TEXT SEGMENT.
(begin)

Firewall Rules (iptables)

# Allow NFS traffic from the target subnet
iptables -A INPUT -s 192.168.1.0/24 -p tcp --dport 2049 -j ACCEPT
iptables -A INPUT -s 192.168.1.0/24 -p udp --dport 2049 -j ACCEPT
iptables -A INPUT -s 192.168.1.0/24 -p tcp --dport 111  -j ACCEPT
iptables -A INPUT -s 192.168.1.0/24 -p udp --dport 111  -j ACCEPT
# For NFSv4 you only need port 2049; NFSv3 also needs portmapper (111)

NFSv3 vs NFSv4

Feature NFSv3 NFSv4
Port Dynamic (portmapper) TCP 2049 only (firewall-friendly)
Stateful No Yes
POSIX ACL support Limited Yes
Locking External (lockd) Built-in
Kernel rootfs boot Well-supported Supported (kernel 3.x+)
Recommended for NFS root Yes (simpler) Yes (modern systems)

initramfs Basics

{:.gc-basic}

Basic

initramfs (Initial RAM Filesystem) is an in-memory filesystem that the Linux kernel unpacks before mounting the real rootfs. It provides an early userspace environment for:

  • Mounting the real rootfs (loading drivers, decrypting LUKS, assembling RAID)
  • Hardware initialisation that cannot be done from kernel space
  • Providing a rescue environment

initramfs vs initrd — Historical Note

initrd initramfs
Format Block device image (ext2) cpio archive
Kernel version 2.4 2.6+
Mount method Loopback block device Extracted directly into tmpfs
PID 1 /linuxrc /init
Cleanup pivot_root switch_root
Still used today No (obsolete) Yes (standard)

The term “initrd” is still commonly misused to mean initramfs — they are different things. When U-Boot passes -initrd or bootm with an initrd address, it is usually a gzip-compressed cpio archive (i.e., an initramfs).

initramfs is Embedded in (or Alongside) the Kernel

Two deployment modes:

  1. Separate file (initramfs.cpio.gz) — passed by bootloader alongside the kernel image. The kernel decompresses and unpacks it into an internal tmpfs.
  2. Built into the kernel (CONFIG_INITRAMFS_SOURCE) — the cpio archive is compiled into the kernel image itself. Results in a single zImage/bzImage that contains everything.

(end)

WORK TO DO.
(1) In the NFS and initramfs text, what program runs as PID 1 in initramfs?
(2) Extend the NFS and initramfs text, picking up right after its final sentence.
These records have nothing to do with the NFS and initramfs text above.

(Records for point placement)
(begin)

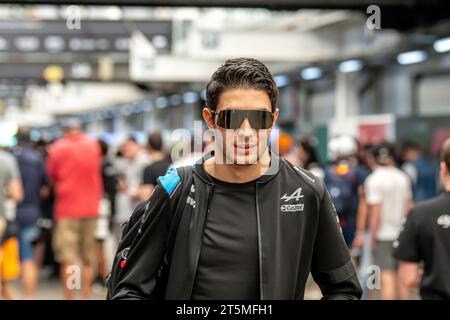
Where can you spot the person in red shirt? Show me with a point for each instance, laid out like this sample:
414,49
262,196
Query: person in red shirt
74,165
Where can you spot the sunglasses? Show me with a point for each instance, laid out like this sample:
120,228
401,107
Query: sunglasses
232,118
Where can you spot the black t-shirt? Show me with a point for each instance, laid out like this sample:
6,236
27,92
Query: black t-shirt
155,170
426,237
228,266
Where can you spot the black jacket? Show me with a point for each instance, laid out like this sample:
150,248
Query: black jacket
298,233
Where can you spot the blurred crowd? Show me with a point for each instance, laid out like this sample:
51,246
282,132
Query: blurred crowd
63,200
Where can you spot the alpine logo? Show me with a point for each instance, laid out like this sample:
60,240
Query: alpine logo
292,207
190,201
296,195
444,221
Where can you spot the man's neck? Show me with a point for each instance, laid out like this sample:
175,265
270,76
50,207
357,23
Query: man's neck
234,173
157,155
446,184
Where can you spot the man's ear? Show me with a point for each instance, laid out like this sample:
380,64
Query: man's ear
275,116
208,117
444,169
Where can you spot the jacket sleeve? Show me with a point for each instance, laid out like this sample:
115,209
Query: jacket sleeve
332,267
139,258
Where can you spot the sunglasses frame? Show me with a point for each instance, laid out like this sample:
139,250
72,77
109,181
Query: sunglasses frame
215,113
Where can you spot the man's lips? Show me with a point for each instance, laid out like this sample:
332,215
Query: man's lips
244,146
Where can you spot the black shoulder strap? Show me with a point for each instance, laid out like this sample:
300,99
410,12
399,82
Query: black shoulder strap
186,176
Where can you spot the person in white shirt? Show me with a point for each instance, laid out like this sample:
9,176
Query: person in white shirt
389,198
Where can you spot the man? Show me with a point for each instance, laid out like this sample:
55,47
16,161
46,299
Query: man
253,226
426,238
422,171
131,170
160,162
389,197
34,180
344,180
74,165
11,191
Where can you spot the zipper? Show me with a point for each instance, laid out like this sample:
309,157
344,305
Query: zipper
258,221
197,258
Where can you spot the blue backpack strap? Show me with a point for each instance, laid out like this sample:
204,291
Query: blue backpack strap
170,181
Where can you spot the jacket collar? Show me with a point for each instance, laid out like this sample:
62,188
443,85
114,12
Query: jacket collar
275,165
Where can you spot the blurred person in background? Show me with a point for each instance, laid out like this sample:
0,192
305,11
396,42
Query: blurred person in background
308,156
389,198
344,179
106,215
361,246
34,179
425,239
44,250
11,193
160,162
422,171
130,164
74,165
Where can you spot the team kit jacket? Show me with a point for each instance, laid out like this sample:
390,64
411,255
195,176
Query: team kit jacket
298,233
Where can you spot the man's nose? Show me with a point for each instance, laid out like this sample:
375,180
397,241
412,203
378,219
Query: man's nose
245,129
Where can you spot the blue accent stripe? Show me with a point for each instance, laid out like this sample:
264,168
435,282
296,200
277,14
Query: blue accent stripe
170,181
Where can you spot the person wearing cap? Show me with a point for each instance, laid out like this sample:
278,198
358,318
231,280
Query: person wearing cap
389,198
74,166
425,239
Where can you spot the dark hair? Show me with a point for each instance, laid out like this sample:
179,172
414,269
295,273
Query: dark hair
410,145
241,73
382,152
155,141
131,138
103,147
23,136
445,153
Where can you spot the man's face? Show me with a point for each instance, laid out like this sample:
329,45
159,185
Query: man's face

(end)
(begin)

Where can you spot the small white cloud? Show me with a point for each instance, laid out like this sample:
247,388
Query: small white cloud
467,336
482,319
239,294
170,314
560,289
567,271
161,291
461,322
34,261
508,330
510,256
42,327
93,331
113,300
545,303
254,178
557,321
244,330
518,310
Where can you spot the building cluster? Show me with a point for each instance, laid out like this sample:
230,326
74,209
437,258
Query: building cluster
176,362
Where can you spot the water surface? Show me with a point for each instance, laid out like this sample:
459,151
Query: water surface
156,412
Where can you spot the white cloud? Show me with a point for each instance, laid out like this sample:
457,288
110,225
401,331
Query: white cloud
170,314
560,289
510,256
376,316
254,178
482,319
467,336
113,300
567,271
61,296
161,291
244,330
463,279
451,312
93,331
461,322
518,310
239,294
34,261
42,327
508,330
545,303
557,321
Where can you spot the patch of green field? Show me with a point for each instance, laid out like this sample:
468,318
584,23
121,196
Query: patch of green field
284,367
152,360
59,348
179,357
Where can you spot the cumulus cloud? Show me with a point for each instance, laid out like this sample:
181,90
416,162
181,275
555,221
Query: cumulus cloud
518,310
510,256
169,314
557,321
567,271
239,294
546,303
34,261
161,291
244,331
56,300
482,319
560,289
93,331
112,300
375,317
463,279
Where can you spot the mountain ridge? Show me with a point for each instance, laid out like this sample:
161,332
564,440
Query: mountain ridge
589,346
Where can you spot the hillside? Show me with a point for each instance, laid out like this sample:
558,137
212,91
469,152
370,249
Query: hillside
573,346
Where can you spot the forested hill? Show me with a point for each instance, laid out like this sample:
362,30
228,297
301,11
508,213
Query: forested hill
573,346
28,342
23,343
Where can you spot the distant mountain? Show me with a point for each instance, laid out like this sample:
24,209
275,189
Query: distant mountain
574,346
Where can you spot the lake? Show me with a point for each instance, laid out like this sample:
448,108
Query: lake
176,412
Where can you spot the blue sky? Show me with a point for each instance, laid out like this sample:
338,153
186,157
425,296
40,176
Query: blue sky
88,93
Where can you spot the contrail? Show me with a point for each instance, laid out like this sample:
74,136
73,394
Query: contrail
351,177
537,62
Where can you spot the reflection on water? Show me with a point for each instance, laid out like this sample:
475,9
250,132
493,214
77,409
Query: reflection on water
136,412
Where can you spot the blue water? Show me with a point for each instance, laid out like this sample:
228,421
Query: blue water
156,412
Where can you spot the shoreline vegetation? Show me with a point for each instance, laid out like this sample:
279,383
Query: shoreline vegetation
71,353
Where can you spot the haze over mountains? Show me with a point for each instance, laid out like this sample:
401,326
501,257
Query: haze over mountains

(end)

RESULTS OF THE TASKS.
(1) /init

(2)
The /init Script — PID 1

The kernel executes /init (or the path given in rdinit= cmdline parameter) inside the initramfs. This is PID 1 until switch_root is called.

#!/bin/sh
# /init — minimal initramfs init script

# Mount essential virtual filesystems
mount -t proc proc /proc
mount -t sysfs sysfs /sys
mount -t devtmpfs devtmpfs /dev

# Load any necessary kernel modules
# modprobe ext4
# modprobe mmc_block

# Wait for block device to appear
for i in $(seq 1 20); do
    [ -b /dev/mmcblk0p2 ] && break
    sleep 0.1
done

# Mount the real rootfs
mkdir -p /newroot
mount -t ext4 /dev/mmcblk0p2 /newroot

# Hand off to the real init
exec switch_root /newroot /sbin/init

Building initramfs with cpio

{:.gc-mid}

Intermediate

Minimal initramfs Directory Structure

INITRAMFS=$HOME/initramfs
mkdir -p $INITRAMFS/{bin,sbin,dev,proc,sys,newroot,lib,lib64}

# Device nodes (or rely on devtmpfs)
sudo mknod -m 600 $INITRAMFS/dev/console c 5 1
sudo mknod -m 666 $INITRAMFS/dev/null    c 1 3

# Copy statically-linked busybox
cp busybox-1.36.1/busybox $INITRAMFS/bin/busybox
(cd $INITRAMFS/bin && ln -s busybox sh && ln -s busybox mount && \
 ln -s busybox modprobe && ln -s busybox sleep && ln -s busybox switch_root)
(cd $INITRAMFS/sbin && ln -s ../bin/busybox switch_root)

# Copy the /init script (shown above)
cp init.sh $INITRAMFS/init
chmod +x $INITRAMFS/init

Building the cpio Archive

cd $INITRAMFS

# newc format: the only format supported by Linux kernel
# The | gzip pipeline produces a .cpio.gz accepted by most bootloaders
find . | cpio -H newc -o | gzip -9 > ../initramfs.cpio.gz

# Alternative: lz4 for faster decompression at boot
find . | cpio -H newc -o | lz4 -l > ../initramfs.cpio.lz4

# Uncompressed (kernel can decompress internally if CONFIG_RD_GZIP=y)
find . | cpio -H newc -o > ../initramfs.cpio

# Check the archive
ls -lh ../initramfs.cpio.gz

# Inspect contents
gunzip -c ../initramfs.cpio.gz | cpio -t | head -30

Building initramfs Into the Kernel

# In kernel .config or menuconfig:
# General setup → Initramfs source file(s)
CONFIG_INITRAMFS_SOURCE="/home/dev/initramfs"
# OR point to the cpio archive:
CONFIG_INITRAMFS_SOURCE="/home/dev/initramfs.cpio.gz"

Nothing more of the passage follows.